Nothing other than an exact copy of the records should be returned.

Recorded data
Content starts

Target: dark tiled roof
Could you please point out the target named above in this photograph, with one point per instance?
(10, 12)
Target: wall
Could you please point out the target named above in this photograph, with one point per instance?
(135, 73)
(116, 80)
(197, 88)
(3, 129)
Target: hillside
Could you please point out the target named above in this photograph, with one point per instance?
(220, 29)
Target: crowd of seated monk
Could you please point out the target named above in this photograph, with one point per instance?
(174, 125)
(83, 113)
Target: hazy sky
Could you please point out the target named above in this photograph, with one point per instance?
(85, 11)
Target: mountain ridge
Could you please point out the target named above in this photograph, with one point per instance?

Content ends

→ **SOLUTION TO THIS EXERCISE**:
Target: dark tiled roof
Could you please point out the target named above in this photograph, with one point per instance?
(10, 12)
Target: wall
Could you please point out the target named above in this photograph, with one point per instance?
(135, 73)
(116, 80)
(197, 88)
(3, 129)
Target: hillside
Could you please point out the target named above in this photograph, with one point per instance?
(220, 29)
Target: crowd of seated monk
Could you please point out the target named above in this photograph, with one point per instance?
(174, 125)
(83, 113)
Target: hazy sky
Could you please point out the target named above in this photograph, with one point per instance?
(85, 11)
Target: mountain ridge
Could you please point out the target named above in this photograph, with one point per instance?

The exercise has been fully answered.